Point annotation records
● ● ● ●

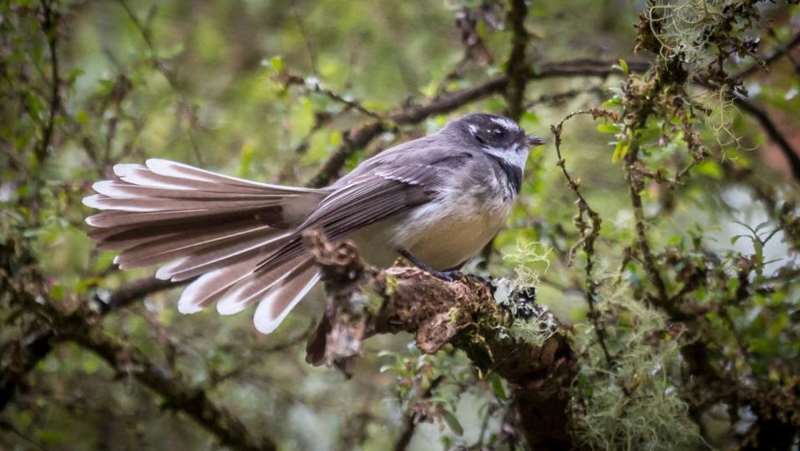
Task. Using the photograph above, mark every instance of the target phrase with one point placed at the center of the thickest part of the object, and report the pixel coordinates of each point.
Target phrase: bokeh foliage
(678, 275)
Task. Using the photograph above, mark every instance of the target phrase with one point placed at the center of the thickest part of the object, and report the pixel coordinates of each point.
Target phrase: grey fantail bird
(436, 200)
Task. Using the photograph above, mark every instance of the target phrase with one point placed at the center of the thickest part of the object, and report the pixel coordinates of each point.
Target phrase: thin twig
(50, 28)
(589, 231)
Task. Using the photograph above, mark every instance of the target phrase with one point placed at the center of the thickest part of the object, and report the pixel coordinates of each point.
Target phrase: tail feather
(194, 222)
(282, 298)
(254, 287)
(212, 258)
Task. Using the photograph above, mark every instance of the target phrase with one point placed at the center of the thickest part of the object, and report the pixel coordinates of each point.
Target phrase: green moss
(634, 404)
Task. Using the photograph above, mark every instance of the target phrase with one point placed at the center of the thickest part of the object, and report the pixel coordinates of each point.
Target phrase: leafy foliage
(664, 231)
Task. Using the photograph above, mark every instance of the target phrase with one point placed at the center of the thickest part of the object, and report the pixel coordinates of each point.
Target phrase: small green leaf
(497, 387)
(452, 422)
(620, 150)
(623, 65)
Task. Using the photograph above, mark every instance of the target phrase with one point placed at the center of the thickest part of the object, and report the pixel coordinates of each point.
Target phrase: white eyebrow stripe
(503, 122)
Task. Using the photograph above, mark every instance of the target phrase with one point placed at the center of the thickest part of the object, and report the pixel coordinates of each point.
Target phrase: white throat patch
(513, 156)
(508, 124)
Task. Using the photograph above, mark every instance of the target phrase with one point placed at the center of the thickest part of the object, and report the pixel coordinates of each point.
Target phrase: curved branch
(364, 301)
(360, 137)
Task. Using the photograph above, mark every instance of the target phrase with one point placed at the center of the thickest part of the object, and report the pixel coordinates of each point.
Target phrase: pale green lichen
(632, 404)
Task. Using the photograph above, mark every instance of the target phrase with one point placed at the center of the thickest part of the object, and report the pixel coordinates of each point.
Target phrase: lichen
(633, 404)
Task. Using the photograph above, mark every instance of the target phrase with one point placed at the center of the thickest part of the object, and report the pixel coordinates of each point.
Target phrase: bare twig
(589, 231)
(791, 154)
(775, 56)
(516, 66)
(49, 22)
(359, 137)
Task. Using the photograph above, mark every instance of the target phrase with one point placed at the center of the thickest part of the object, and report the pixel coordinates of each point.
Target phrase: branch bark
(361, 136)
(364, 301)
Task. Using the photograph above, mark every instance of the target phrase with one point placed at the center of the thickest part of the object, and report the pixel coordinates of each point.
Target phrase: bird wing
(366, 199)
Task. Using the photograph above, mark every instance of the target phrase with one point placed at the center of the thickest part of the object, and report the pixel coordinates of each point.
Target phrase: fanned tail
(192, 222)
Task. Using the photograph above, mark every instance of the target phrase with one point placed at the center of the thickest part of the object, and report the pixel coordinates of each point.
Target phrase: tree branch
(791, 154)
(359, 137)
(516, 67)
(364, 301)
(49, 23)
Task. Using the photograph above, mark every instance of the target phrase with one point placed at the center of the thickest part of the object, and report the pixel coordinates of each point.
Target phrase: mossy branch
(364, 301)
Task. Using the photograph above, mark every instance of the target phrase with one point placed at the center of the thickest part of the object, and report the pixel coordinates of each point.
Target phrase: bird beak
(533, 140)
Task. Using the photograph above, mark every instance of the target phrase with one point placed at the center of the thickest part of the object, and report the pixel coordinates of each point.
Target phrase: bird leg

● ● ● ●

▶ _EXERCISE TASK_
Report every line in the entries above that contains the word "bird", copying each one in full. Matching is case-sensitive.

▶ _TASK RESULT_
Target phrase: grey fantail bird
Target phrase: bird wing
Target phrase: bird beak
Target phrase: bird leg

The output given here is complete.